Discovery and Learning with Big Data


Discovery and Learning with Big Data

Allyn Moeller, MBA

Midterm Project

Overview

The project covers all the topics that have been discussed until the end of Module 4 of the course. The materials in any format that have been posted for the class activities should be considered and used for the project. Additionally, the student can use any other source of information that he/she can gather.

IMPORTANT NOTES:

The student can use any source of information that he/she considers the best fit for his/her work on the project.
The sources can be from class lectures, assignments, etc., or from any other sources
Images can include the screenshots that the student has taken while working on the class assignments.
Screenshots without details of explaining what they are and what they are for are considered incomplete.
All students are free to discuss with their classmates while working on the midterm project.
The midterm project is an individual assignment. All the submitted documents for the midterm project are the work done only by the student.
====================
In the midterm project notes, how are screenshots treated when they lack details explaining what they are and what they are for?

STORED DATA
====================
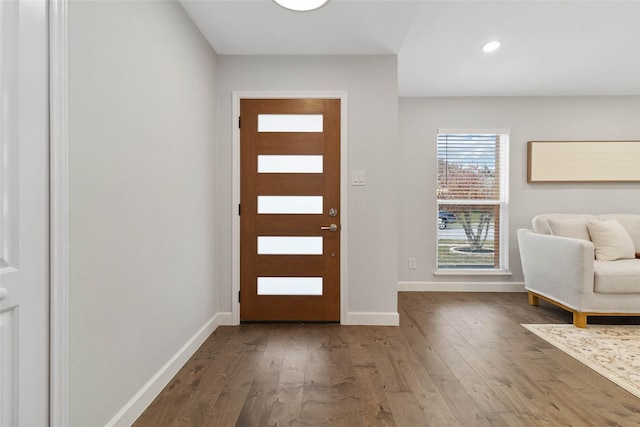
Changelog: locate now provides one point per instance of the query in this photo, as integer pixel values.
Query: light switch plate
(358, 178)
====================
RESPONSE TO THIS EXERCISE
They are considered incomplete.